_WRITTEN INSTRUCTION_:
Swap "boulder" for "large rock" in the part of the listing that opens with the line containing "Audit flag: the weathered" and closes with the line containing "[498, 350, 525, 375]". Write that part out again with nothing else changed.

** begin INPUT MATERIAL **

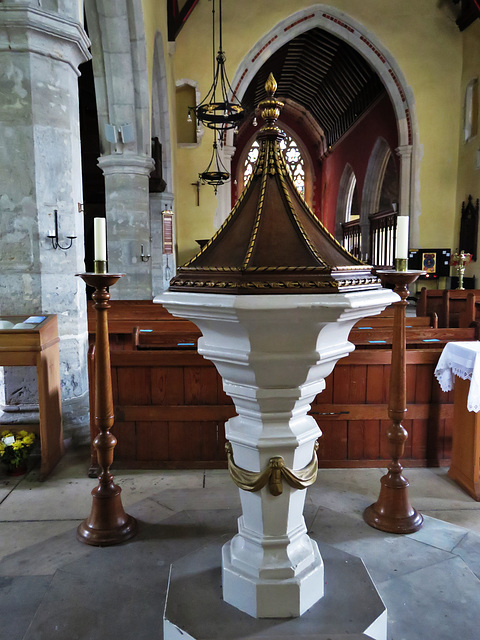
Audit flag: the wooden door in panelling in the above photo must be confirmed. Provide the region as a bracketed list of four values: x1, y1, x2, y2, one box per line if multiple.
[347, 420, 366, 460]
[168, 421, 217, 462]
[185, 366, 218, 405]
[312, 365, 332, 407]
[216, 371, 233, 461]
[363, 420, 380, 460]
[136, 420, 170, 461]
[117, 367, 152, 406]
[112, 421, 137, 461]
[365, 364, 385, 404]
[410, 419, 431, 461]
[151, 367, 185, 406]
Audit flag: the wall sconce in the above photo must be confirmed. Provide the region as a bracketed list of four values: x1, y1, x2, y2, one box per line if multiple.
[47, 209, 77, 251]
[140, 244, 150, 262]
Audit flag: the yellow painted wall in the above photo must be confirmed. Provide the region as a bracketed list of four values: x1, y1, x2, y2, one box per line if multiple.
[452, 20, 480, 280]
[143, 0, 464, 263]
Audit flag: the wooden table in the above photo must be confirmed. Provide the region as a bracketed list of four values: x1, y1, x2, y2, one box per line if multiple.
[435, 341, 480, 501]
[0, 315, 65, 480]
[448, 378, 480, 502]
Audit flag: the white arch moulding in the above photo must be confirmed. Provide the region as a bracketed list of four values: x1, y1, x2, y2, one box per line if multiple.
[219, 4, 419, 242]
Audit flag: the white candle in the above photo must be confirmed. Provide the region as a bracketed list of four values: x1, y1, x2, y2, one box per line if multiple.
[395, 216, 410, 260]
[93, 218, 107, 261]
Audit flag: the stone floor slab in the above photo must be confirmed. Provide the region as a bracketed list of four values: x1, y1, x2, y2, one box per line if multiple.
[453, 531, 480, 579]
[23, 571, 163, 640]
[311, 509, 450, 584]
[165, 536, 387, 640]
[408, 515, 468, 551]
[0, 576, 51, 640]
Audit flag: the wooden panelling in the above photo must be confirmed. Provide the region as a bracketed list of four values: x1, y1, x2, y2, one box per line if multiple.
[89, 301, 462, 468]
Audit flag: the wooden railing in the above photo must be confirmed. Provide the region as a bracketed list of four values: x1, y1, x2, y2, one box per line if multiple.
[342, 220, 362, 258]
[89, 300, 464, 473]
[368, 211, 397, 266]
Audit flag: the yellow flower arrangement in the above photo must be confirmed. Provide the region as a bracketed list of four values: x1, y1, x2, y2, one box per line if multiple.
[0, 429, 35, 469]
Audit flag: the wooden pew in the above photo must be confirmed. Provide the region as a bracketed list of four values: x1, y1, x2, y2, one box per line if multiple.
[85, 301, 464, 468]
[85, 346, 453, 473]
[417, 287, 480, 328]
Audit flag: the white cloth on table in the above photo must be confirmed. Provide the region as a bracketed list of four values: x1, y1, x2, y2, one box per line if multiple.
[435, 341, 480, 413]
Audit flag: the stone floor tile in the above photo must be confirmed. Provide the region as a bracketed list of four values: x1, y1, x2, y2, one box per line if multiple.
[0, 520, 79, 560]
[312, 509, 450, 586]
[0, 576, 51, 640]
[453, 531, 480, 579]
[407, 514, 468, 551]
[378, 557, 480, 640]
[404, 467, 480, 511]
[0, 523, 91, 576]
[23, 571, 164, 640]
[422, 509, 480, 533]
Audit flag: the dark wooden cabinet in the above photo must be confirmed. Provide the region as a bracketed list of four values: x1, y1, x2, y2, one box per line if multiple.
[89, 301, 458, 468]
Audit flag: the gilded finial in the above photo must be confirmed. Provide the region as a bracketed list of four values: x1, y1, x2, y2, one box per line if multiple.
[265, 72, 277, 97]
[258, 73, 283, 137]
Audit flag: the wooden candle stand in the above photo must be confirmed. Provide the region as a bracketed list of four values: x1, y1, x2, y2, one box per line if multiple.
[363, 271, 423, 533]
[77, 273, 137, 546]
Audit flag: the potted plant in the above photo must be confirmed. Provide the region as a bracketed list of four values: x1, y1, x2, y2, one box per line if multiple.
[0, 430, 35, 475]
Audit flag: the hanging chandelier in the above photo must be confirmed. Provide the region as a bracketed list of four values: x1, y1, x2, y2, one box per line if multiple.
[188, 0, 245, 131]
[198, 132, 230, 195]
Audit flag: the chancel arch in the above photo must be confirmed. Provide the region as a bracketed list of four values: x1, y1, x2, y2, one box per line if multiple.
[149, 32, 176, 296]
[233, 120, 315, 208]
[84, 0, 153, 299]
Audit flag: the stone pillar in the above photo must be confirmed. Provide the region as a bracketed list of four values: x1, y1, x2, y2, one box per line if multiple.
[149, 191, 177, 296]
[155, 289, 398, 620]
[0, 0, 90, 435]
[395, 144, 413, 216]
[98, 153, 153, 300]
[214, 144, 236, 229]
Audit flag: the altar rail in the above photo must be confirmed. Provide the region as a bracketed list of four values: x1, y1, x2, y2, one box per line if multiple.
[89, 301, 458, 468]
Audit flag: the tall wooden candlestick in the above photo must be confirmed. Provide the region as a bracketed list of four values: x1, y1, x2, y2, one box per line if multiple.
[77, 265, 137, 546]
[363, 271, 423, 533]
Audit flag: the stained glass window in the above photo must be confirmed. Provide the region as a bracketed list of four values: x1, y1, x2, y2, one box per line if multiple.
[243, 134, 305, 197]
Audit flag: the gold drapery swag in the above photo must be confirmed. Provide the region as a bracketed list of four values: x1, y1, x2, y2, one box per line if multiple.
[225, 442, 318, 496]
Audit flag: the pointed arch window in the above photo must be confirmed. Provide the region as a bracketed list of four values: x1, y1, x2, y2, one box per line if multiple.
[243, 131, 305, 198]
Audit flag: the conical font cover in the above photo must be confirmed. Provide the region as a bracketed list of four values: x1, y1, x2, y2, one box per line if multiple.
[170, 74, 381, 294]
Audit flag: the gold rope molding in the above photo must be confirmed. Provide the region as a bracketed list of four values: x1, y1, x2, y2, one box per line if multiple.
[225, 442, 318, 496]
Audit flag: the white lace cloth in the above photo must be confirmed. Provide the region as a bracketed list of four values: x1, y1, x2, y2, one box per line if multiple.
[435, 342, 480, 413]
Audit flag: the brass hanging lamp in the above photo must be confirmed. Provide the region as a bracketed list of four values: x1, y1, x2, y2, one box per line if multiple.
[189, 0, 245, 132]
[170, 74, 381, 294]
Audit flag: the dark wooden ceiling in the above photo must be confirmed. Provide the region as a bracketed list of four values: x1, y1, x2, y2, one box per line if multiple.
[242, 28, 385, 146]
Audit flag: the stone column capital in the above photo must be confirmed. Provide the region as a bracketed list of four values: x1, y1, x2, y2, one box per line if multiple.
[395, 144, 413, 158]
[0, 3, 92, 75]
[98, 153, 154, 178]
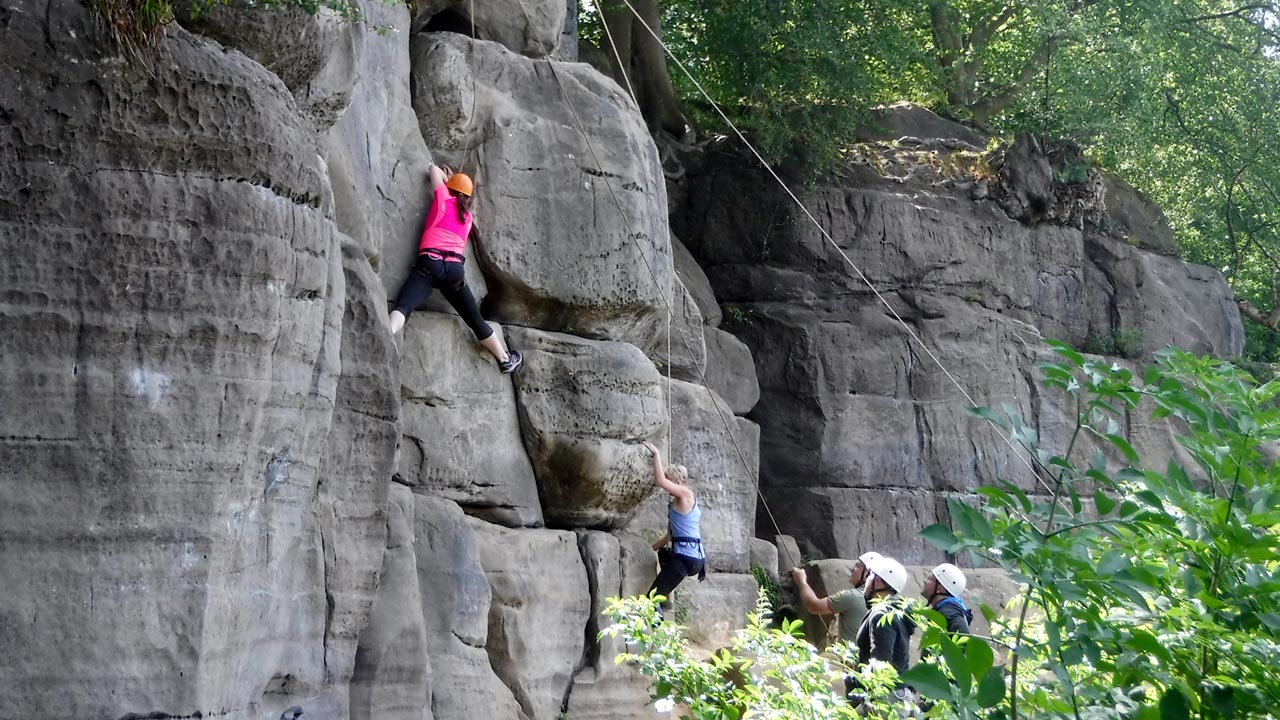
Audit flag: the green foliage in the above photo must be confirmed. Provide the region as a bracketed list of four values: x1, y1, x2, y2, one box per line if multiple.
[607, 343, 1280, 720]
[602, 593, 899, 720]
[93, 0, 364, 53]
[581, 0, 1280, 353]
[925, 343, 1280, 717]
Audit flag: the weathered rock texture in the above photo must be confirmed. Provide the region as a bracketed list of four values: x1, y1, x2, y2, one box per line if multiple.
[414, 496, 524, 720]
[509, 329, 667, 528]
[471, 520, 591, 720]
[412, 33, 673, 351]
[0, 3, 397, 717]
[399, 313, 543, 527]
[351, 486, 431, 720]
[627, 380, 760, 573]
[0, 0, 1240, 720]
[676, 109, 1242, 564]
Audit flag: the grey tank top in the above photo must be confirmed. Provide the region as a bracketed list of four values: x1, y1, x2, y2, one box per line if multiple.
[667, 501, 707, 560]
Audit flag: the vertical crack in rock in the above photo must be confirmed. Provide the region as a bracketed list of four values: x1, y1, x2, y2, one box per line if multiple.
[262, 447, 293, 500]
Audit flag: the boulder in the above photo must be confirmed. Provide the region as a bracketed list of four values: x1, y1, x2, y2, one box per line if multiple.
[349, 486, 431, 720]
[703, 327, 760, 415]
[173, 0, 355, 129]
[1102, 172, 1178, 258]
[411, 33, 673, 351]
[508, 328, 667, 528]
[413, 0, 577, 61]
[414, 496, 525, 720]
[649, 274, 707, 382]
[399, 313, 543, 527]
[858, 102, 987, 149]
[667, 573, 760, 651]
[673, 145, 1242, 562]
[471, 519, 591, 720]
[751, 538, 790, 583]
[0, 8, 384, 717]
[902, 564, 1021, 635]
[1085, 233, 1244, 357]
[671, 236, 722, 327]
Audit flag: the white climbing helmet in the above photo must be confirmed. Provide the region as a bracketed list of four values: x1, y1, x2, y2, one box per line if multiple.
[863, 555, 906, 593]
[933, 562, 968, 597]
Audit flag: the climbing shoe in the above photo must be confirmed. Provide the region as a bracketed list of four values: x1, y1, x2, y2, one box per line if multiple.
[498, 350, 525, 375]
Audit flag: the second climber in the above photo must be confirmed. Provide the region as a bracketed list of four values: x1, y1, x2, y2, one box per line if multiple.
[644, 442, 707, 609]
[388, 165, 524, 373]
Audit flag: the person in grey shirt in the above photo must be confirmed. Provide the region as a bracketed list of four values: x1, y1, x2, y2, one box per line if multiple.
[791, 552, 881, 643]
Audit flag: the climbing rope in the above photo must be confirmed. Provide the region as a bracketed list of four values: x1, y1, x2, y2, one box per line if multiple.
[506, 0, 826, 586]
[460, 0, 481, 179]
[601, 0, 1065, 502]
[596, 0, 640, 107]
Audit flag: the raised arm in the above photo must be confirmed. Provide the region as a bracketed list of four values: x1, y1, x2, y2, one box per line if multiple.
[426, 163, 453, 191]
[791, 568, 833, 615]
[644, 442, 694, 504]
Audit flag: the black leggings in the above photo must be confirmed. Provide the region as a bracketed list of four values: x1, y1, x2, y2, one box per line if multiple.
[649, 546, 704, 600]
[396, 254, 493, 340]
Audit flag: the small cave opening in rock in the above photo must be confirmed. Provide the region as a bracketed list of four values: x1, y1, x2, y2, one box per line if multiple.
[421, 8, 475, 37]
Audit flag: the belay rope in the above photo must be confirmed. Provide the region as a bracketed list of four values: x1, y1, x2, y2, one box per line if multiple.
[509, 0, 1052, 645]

** end INPUT MATERIAL **

_ANSWER IN FULL_:
Audit flag: the weathered rock texture in the above photo must be confirmed. Provide the region as a bracketed list of four values: x1, y1, x2, y2, one box per line if multiple.
[414, 496, 524, 720]
[509, 329, 667, 528]
[471, 520, 591, 720]
[412, 33, 673, 351]
[0, 3, 397, 717]
[399, 313, 543, 527]
[351, 486, 431, 720]
[627, 380, 760, 573]
[0, 0, 1240, 720]
[676, 109, 1242, 564]
Audit flag: the grey tank top in the above photo must be confirmed. Provide the region as a bracketed list of four values: x1, y1, x2, y2, one box per line if multiple.
[667, 501, 707, 560]
Audit flag: the vertical crack in rock in the above photo must be confirmed. Provide the region as a bracketed list of four values: x1, y1, x2, y2, one box per line if multiple.
[262, 447, 293, 500]
Audit flag: the large rock in the above photo must be confirmed. Provide the region as a bracketed list of four values: x1, y1, x2, y2, one box per line if multiple.
[349, 486, 431, 720]
[703, 327, 760, 415]
[173, 0, 355, 129]
[1102, 172, 1178, 258]
[411, 33, 673, 351]
[508, 328, 667, 528]
[413, 0, 577, 61]
[414, 496, 525, 720]
[649, 274, 707, 382]
[399, 313, 543, 527]
[858, 102, 987, 149]
[667, 573, 760, 651]
[673, 145, 1242, 562]
[471, 519, 591, 720]
[751, 538, 790, 583]
[0, 8, 384, 717]
[902, 564, 1021, 635]
[1085, 233, 1244, 357]
[671, 236, 722, 327]
Audit flag: the white climbing helmet in the above photo must be confirmed. Provide the region as a bracketed list of four values: x1, y1, x2, y2, one box per line if multiple.
[863, 555, 906, 593]
[933, 562, 968, 597]
Audit flag: the climbing shoe in the above photo must be confirmed. Provide the region as a bracketed list of four values: x1, y1, x2, y2, one box per line if multiple.
[498, 350, 525, 375]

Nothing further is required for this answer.